Google and Facebook quietly arm up for a raid on the video advertising market

By James Robinson , written on June 10, 2014

From The News Desk

TV advertising was worth about $74 billion in the US last yearIts biggest competition? Mostly, itself.

As the online video advertising market takes shape, large chunks of the current broadcasting advertising marketing represent a big prize in waiting for online advertisers, especially for sites like Facebook and YouTube (and all of Google by proxy) that can boast an active, mobile, round-the-clock audience.

Still, the relatively meager $4 billion online video advertising market in the US is fragmented. YouTube is a big name but with only 20 percent of the market cornered, it lags behind AOL and several of the major ad exchanges. Facebook’s video ad business was nonexistent until recently, but is ramping up quickly.

So it's little surprise that last week Facebook and Google quietly added to their stockade of video advertising tools. The online video market is expected to tick up to $6 billion this year, but if either company manages to put its full scale and massive advertising real estate behind the right solution, major lift-off could happen much sooner.

**DATA EXCERPT:**
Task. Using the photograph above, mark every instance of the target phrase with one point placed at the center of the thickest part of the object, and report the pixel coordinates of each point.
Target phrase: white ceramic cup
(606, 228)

**AIM:**
Answer these from the article on Google and Facebook's move into video advertising:
(a) About how much was TV advertising worth in the US last year?
(b) What share of the US online video advertising market does YouTube hold?
(c) What is the online video market expected to reach this year?
You won't need the data here.

**SOLUTION TO THE EXERCISE:**
(a) About $74 billion
(b) 20 percent
(c) $6 billion